Extract to read: Begin

On February 21, 2016, I was training to run Vermont’s Unplugged half-marathon. I was doing a 9-mile run with friends when I became uncharacteristically and extremely short of breath. It was nothing I had every experienced before. I continued running and thought, “Wow, I’m getting too old for this!”
As the week went by, my symptoms worsened. It got so bad that I finally drove myself to the ER with extremely bad right upper back pain that was radiating into my chest. I also had uncontrollable chills. What happened next shocked me: my ER doctor diagnosed me with a pulmonary embolism. I had already visited two doctors during the week, but my condition was hard to diagnose because I presented as a fit, healthy runner.
During my hospital stay, my doctors and care team were determined to find out how I could have developed a pulmonary embolism. I did not meet any of the criteria for it, but we found that I had what the doctors called “The Big 3.”
- I had factor V Leiden, a blood mutation that makes you more likely to clot.
- I was on birth control pills for menopause.
- I had changed to more sedentary job.
I was a ticking time bomb! My doctors told me that running I did probably saved my life. My heart was stressed all week and with a less capable set of lungs and heart I might have had a different outcome. When they started talking statistics, it was evident I was lucky to be alive.

Extract to read: End

#### [Assigned task 1]
According to the pulmonary embolism account, what race was the narrator training for on February 21, 2016?
#### [Assigned task 2]
Rewrite the paragraph of the pulmonary embolism account that begins "As the week went by" in a shorter form, keeping its main facts.
#### [Assigned task 3]
Carry on the pulmonary embolism account from its last sentence, in the same first-person voice.

Listed records: Begin

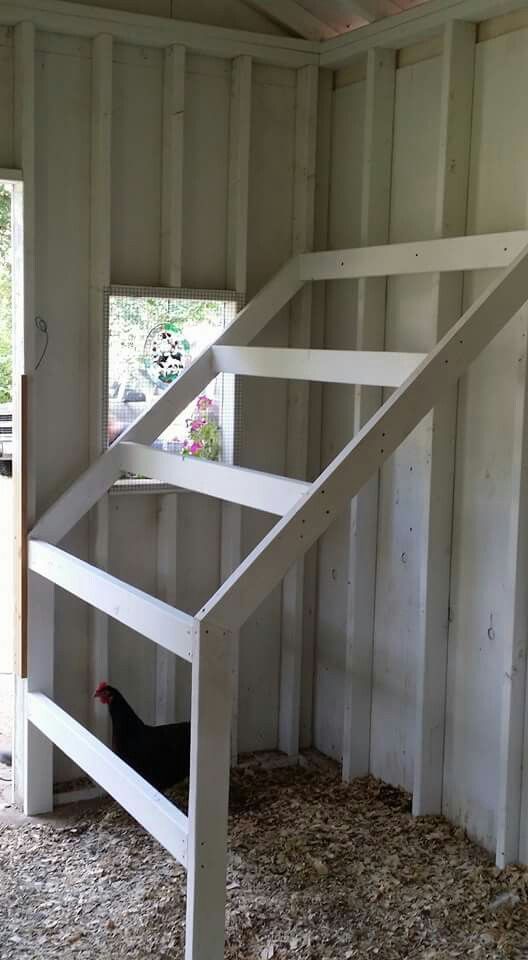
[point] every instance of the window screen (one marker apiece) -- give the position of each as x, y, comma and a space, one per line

Listed records: End
Listed records: Begin

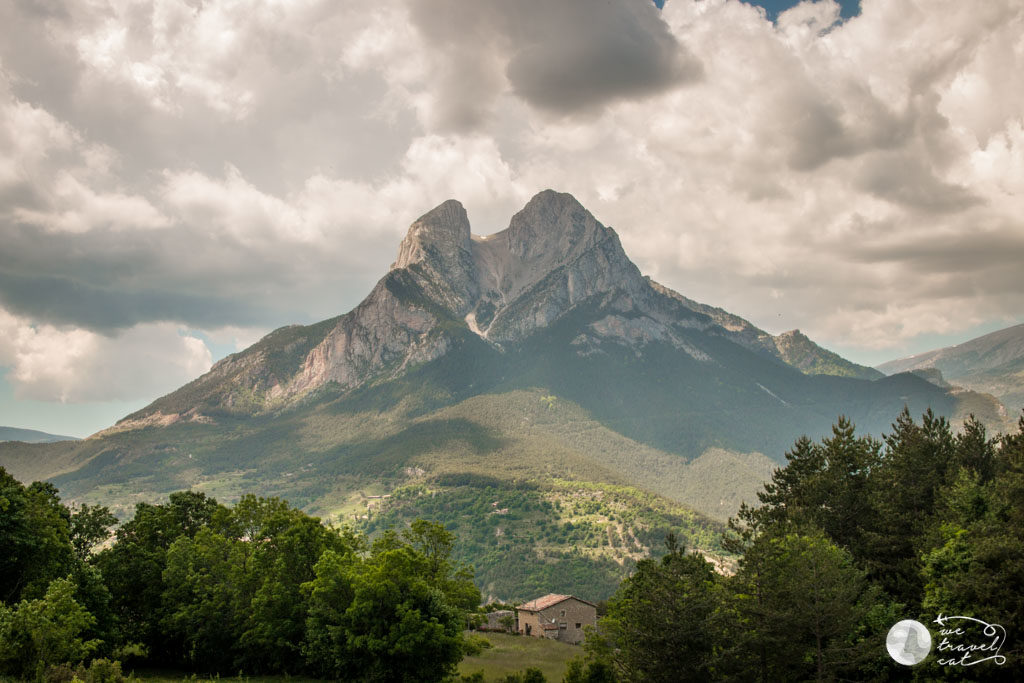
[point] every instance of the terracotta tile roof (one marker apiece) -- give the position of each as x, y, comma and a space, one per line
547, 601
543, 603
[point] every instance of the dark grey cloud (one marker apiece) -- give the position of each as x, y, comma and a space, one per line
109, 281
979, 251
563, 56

Listed records: End
Listed records: Begin

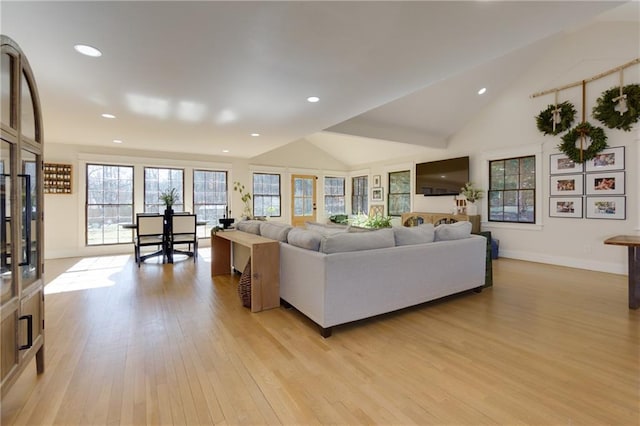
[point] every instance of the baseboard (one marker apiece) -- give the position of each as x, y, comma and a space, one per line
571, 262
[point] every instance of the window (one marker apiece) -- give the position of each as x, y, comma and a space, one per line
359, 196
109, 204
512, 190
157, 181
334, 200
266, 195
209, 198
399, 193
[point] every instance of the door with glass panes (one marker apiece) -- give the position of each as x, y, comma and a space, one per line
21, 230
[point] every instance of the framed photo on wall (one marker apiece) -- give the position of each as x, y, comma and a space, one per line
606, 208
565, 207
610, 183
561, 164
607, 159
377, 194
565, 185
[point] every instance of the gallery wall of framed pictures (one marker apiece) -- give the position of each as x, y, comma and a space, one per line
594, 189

Listed records: End

#### [Final answer 1]
Vermont's Unplugged half-marathon.

#### [Final answer 2]
The symptoms worsened over the week until the narrator drove to the ER with severe right upper back pain radiating into the chest and uncontrollable chills. The ER doctor diagnosed a pulmonary embolism. Two earlier doctor visits that week had not found it, because the narrator presented as a fit, healthy runner.

#### [Final answer 3]
I was released on blood thinners and directed to use them for six months. I had strict orders to walk only. I had extreme anxiety when I left the hospital. I was coughing up blood and still had significant back pain. The clot I had in my right lung was large and had started to kill the lung tissue around it. This was the pain I was feeling. I also experienced anxiety and constant worry. I regularly called my primary doctor’s office to get assurance that everything I was feeling was normal. I went back to the ER when I coughed up a moderate amount of blood. I was scared – all the time about every symptom and possibilty. I had a leg cramp and was convinced I had another DVT going through my heart again. My husband and doctors were great in talking me off ledges.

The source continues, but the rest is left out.